◆ WHAT IS ASKED: Copy out every line of the material below verbatim, omitting the pictures.

(Object position labeling entries)
"""

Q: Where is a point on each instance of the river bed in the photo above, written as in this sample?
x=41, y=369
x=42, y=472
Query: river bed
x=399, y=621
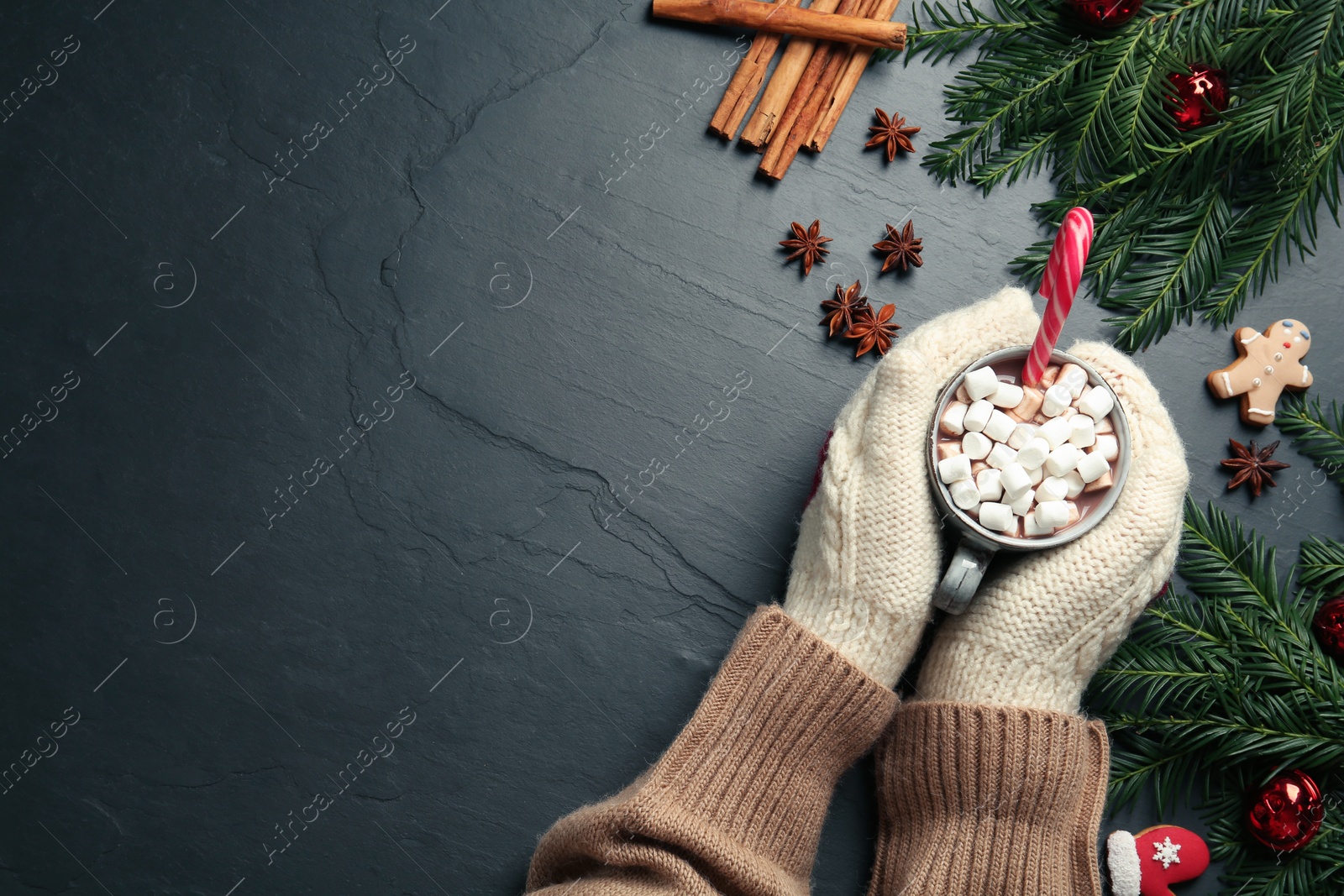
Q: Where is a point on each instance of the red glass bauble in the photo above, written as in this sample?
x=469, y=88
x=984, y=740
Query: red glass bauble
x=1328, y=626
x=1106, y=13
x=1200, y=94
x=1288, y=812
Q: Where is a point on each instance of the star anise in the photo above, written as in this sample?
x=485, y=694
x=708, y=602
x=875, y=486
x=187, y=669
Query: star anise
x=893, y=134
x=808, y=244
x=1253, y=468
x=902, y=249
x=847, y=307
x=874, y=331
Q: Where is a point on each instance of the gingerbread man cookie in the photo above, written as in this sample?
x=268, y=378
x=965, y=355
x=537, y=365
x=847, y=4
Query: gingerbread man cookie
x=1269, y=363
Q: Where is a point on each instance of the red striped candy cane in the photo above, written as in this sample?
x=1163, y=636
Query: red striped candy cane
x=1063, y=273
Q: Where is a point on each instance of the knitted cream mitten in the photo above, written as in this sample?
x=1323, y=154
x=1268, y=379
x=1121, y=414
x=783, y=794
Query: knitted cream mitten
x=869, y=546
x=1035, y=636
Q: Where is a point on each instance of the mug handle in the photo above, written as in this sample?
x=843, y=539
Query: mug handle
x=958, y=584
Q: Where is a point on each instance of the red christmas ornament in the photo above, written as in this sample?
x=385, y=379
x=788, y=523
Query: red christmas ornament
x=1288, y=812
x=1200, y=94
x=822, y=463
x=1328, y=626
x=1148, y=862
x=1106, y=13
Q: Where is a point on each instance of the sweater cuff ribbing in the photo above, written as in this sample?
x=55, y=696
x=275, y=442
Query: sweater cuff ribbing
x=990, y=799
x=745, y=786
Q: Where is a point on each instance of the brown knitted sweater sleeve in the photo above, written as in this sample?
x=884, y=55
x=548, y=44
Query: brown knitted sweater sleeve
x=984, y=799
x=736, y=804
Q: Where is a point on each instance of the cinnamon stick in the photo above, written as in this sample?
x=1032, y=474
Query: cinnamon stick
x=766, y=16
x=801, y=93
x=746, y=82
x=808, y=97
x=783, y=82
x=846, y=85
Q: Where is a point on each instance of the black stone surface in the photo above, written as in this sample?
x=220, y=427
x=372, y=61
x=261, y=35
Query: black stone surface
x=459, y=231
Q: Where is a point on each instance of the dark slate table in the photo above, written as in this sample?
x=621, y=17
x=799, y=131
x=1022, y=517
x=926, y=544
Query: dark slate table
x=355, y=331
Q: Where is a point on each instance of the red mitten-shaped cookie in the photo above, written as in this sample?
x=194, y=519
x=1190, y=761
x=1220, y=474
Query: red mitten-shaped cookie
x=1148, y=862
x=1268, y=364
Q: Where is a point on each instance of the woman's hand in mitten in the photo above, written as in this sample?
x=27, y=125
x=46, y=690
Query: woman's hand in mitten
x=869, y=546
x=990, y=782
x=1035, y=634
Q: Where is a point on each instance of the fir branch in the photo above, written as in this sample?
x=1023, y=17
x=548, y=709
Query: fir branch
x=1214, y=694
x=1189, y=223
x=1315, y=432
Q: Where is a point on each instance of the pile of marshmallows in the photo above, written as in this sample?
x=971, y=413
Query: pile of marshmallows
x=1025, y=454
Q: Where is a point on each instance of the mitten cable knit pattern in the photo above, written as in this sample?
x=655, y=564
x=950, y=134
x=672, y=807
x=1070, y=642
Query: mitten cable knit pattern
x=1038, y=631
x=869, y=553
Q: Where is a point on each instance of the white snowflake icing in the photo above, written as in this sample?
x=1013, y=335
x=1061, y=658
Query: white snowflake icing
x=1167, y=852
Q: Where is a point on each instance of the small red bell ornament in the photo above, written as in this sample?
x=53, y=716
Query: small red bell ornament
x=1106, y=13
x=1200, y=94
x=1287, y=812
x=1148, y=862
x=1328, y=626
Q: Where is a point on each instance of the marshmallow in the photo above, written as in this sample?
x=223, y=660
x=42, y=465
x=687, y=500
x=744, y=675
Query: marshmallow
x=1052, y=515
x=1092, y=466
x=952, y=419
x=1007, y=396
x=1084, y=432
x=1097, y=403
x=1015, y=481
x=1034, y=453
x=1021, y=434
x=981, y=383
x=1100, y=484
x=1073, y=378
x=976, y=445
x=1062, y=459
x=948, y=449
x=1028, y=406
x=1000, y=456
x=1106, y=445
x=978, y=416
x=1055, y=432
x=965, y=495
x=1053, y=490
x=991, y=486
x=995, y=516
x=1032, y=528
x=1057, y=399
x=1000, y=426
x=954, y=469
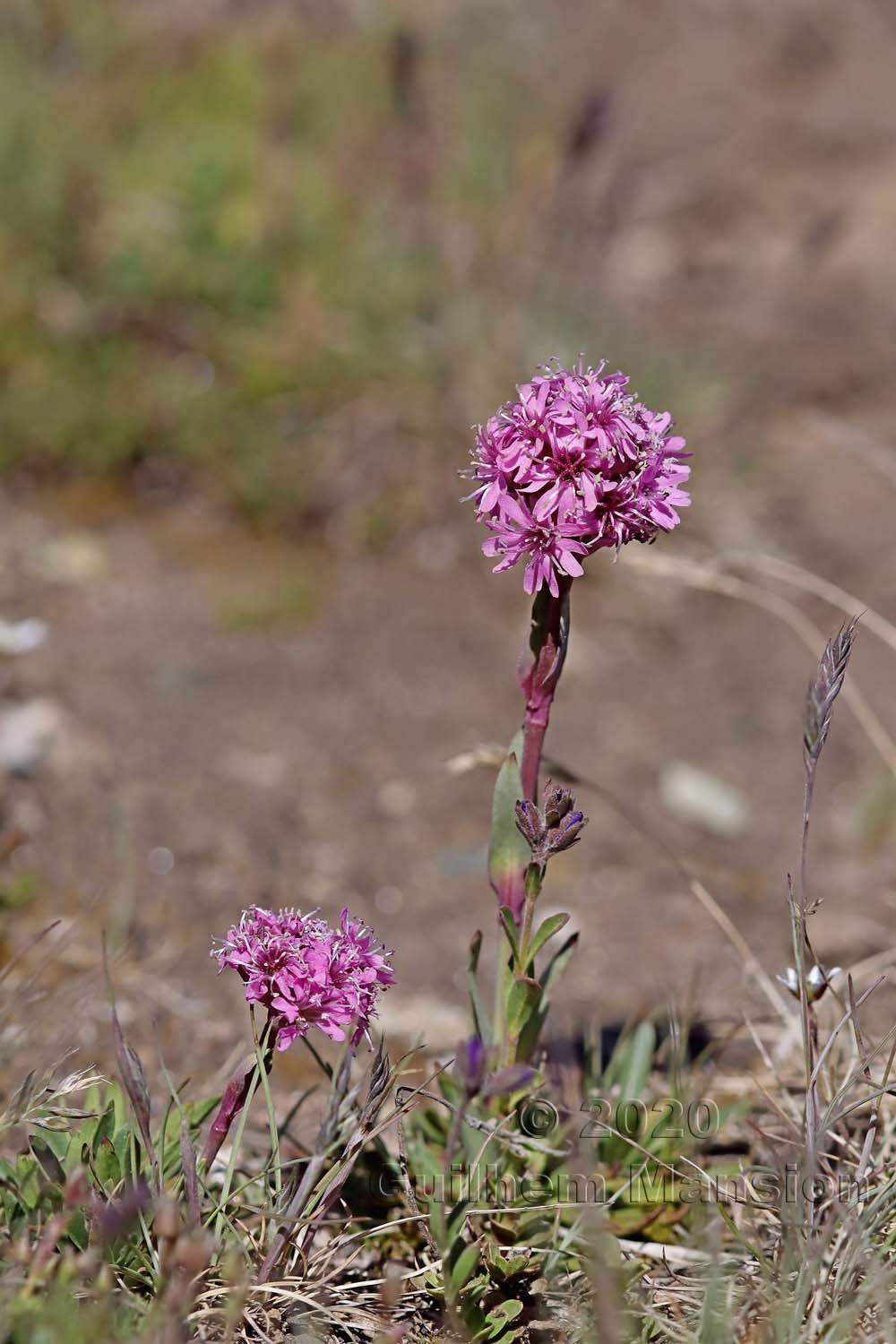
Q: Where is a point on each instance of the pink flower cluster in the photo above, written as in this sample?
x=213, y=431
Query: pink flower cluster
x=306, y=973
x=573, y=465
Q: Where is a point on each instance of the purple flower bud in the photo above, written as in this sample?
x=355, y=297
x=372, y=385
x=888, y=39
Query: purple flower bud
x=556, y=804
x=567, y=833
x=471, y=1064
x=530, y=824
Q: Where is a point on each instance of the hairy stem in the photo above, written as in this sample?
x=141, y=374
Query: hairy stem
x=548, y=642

"""

◆ SOLUTION:
Q: Where is a point on each instance of the river bed in the photo above, written as in this sample?
x=41, y=369
x=42, y=472
Query: river bed
x=399, y=621
Q: Where is a point on each instance of the red glass bauble in the photo above, written as in this sample?
x=469, y=88
x=984, y=740
Query: red glass bauble
x=1328, y=626
x=1106, y=13
x=1200, y=94
x=1288, y=812
Q: Where is a point on each instance of the star anise in the photo above, written as in this sample?
x=485, y=694
x=708, y=602
x=875, y=486
x=187, y=669
Query: star anise
x=893, y=134
x=808, y=244
x=1253, y=468
x=902, y=249
x=847, y=307
x=874, y=331
Q: Where is a point on each instance of the gingerbread man cookie in the photo above, written as in this sample?
x=268, y=378
x=965, y=355
x=537, y=365
x=847, y=4
Query: gingerbread man cookie
x=1269, y=363
Q: Where is a point on each instance of the red striped candy cane in the photo above, written as in this sample?
x=1163, y=636
Query: red striped candy cane
x=1063, y=273
Q: Where is a point on each instance of the knitted cream mitten in the photo above, written as in this sample?
x=1323, y=154
x=1268, y=379
x=1121, y=414
x=783, y=794
Query: knitted cream mitten
x=869, y=546
x=1035, y=636
Q: Where is a point on each instance of the mug handle in the photo above, written as in this sample?
x=843, y=539
Query: mug handle
x=958, y=584
Q: Where is a point on each instance of the red christmas ornament in the photo above, written as in this sample?
x=385, y=379
x=788, y=523
Query: red christmas ornament
x=1288, y=812
x=1200, y=94
x=822, y=463
x=1328, y=626
x=1148, y=862
x=1106, y=13
Q: Where is a point on each instance of the sweater cuff ribbing in the photo above, written as in this sample?
x=55, y=696
x=275, y=442
Query: sweater cuff ribbing
x=990, y=799
x=745, y=786
Q: Where is a point on each instance of the brown knitted sweater sleeve in the photo above, written as in this sample?
x=884, y=55
x=548, y=44
Query: brown knitted sweater sleeve
x=984, y=799
x=736, y=804
Q: Where is a point on each instance of the cinnamon stick in the photo above, written as in this sample?
x=1032, y=474
Query: cinnamon stick
x=766, y=16
x=801, y=93
x=746, y=82
x=808, y=97
x=783, y=82
x=846, y=85
Q: Where is a point on each instance of the black stone surface in the photo above, written as in this sample?
x=220, y=427
x=372, y=61
x=261, y=35
Query: black stone surface
x=459, y=231
Q: Where is a point on each instance of the dark slate table in the photo above, written as in this sample?
x=621, y=17
x=799, y=131
x=1022, y=517
x=926, y=544
Query: dark slate table
x=355, y=331
Q: Where is a point on each instance of the red mitten-shaped cookie in the photo above, written as in this sample?
x=194, y=519
x=1190, y=761
x=1220, y=474
Query: red mitten-shaped cookie
x=1148, y=862
x=1268, y=364
Q: Where is a point on each instance of the woman's hand in mitten in the photo above, written as in this sample?
x=27, y=125
x=46, y=690
Query: woman's hand in mitten
x=869, y=546
x=990, y=782
x=1035, y=634
Q: Where is a point on each instance of the fir branch in the photo above, written as in this sample?
x=1023, y=17
x=548, y=709
Query: fir branch
x=1214, y=694
x=1189, y=223
x=1315, y=432
Q: Where is a point on each instance of the pile of marshmallows in the photo above, written as in this sample?
x=971, y=413
Query: pile of marshmallows
x=1025, y=454
Q: Where is a point on each instance of the mitten cable knit pattern in the photo above, written as in this sample?
x=655, y=564
x=950, y=134
x=672, y=807
x=1070, y=642
Query: mitten cable knit pattern
x=1038, y=631
x=869, y=553
Q: Where is a point on each instance of the white snowflake icing in the photo above, written as in this sample?
x=1013, y=335
x=1061, y=658
Query: white snowflake icing
x=1167, y=852
Q: Where is a point on each instance of the small red bell ornament in the photo above, written as in this sample?
x=53, y=716
Query: small red bell ornament
x=1106, y=13
x=1200, y=94
x=1287, y=812
x=1148, y=862
x=1328, y=626
Q: Where is a point on each instance of the marshmallow in the photo above, written as in this sample?
x=223, y=660
x=42, y=465
x=687, y=500
x=744, y=675
Query: marshmallow
x=1052, y=515
x=1092, y=466
x=952, y=419
x=1007, y=396
x=1084, y=432
x=1097, y=403
x=1015, y=481
x=1034, y=453
x=1021, y=434
x=981, y=383
x=1100, y=484
x=1073, y=378
x=976, y=445
x=1062, y=459
x=948, y=449
x=1028, y=406
x=1000, y=456
x=1106, y=445
x=978, y=416
x=1055, y=432
x=965, y=495
x=1053, y=490
x=991, y=486
x=995, y=516
x=1032, y=528
x=1057, y=399
x=1000, y=426
x=954, y=469
Q: Where is a point on each instance of the pink flower cluster in the photo above, written as in this sample?
x=213, y=431
Query: pink flower cluster
x=306, y=973
x=573, y=465
Q: Where is a point on each instance of the purple flower bud in the photo above, written as in this sample?
x=355, y=297
x=372, y=385
x=888, y=39
Query: purple flower bud
x=556, y=804
x=567, y=833
x=471, y=1064
x=530, y=824
Q: Where is a point on each instance of the hairy stem in the photo above, written as in this sample?
x=141, y=374
Query: hairy stem
x=548, y=642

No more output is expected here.